**Text for analysis**.
◇ ◇ ◇ ◇

If you want to talk about your products, great, talk about your products, explain the specifications, how are they handling it? Are they open to communication or are they very short with you? These are factories that ideally you’re going to be working with for the years to come. You do not want to work with someone who doesn’t work at the same communication pace that you do. I don’t mean you’re looking for factories that are perfect in English.
I’m talking about you’re looking for factories that are capable of understanding your requirements and identifying that they can produce your requirements and that these are things that are important to you.
[00:29:04] Scott: That all makes 100% sense. The way I’m looking at this is, we’re really doing a lot of the work before we even reach out. We’re doing a lot of the work before we even waste our time reaching out to these so we can… Again we have a larger group, a pool of people or businesses and then we do all of our own research that’s where the time comes in and we vet them out with our own criteria.
We make some asterisks, these guys have been at trade shows, that’s cool, that’s a little bonus and then we can get them down to the point where now we might have our top 25 or 50. Those would be the ones that we can then reach out to and start to ask those questions. I’m interested in this garlic press, I’d like to know more about it and what you’re minimum quantity is and all of that stuff. Is that pretty much how I’m seeing it?

◇ ◇ ◇ ◇

**Given data**.
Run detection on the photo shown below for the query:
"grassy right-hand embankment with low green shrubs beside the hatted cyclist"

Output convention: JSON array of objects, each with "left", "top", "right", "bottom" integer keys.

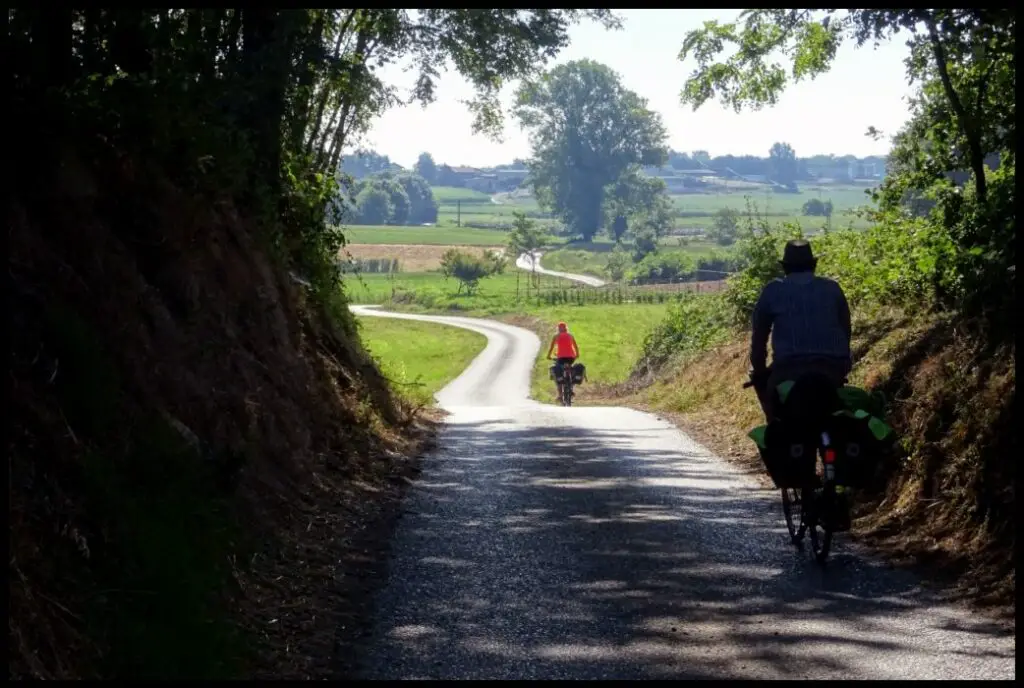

◇ ◇ ◇ ◇

**Activity**.
Return, word for word, the part of the interview excerpt on vetting factories that opens with "I’m talking about" and closes with "our own criteria.". The listing has no connection to the interview excerpt on vetting factories.

**Your solution**.
I’m talking about you’re looking for factories that are capable of understanding your requirements and identifying that they can produce your requirements and that these are things that are important to you.
[00:29:04] Scott: That all makes 100% sense. The way I’m looking at this is, we’re really doing a lot of the work before we even reach out. We’re doing a lot of the work before we even waste our time reaching out to these so we can… Again we have a larger group, a pool of people or businesses and then we do all of our own research that’s where the time comes in and we vet them out with our own criteria.